Please print the records below line for line, without changing anything.

Extracted data start

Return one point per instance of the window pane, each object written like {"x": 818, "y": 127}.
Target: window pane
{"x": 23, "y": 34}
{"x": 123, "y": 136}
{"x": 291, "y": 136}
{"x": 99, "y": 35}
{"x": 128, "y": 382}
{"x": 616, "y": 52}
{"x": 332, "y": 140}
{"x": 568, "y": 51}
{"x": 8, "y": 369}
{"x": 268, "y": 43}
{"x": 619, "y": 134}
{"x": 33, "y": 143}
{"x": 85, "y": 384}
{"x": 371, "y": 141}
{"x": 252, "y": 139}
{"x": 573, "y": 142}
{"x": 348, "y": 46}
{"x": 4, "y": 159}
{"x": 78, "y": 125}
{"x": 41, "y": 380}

Extracted data end

Completed exercise
Return one point per instance of the window pane, each object written like {"x": 818, "y": 127}.
Target: window pane
{"x": 23, "y": 34}
{"x": 123, "y": 136}
{"x": 291, "y": 136}
{"x": 99, "y": 35}
{"x": 128, "y": 382}
{"x": 616, "y": 52}
{"x": 332, "y": 140}
{"x": 568, "y": 51}
{"x": 8, "y": 369}
{"x": 268, "y": 43}
{"x": 619, "y": 134}
{"x": 33, "y": 143}
{"x": 85, "y": 384}
{"x": 371, "y": 141}
{"x": 252, "y": 139}
{"x": 573, "y": 142}
{"x": 348, "y": 46}
{"x": 4, "y": 159}
{"x": 78, "y": 125}
{"x": 41, "y": 380}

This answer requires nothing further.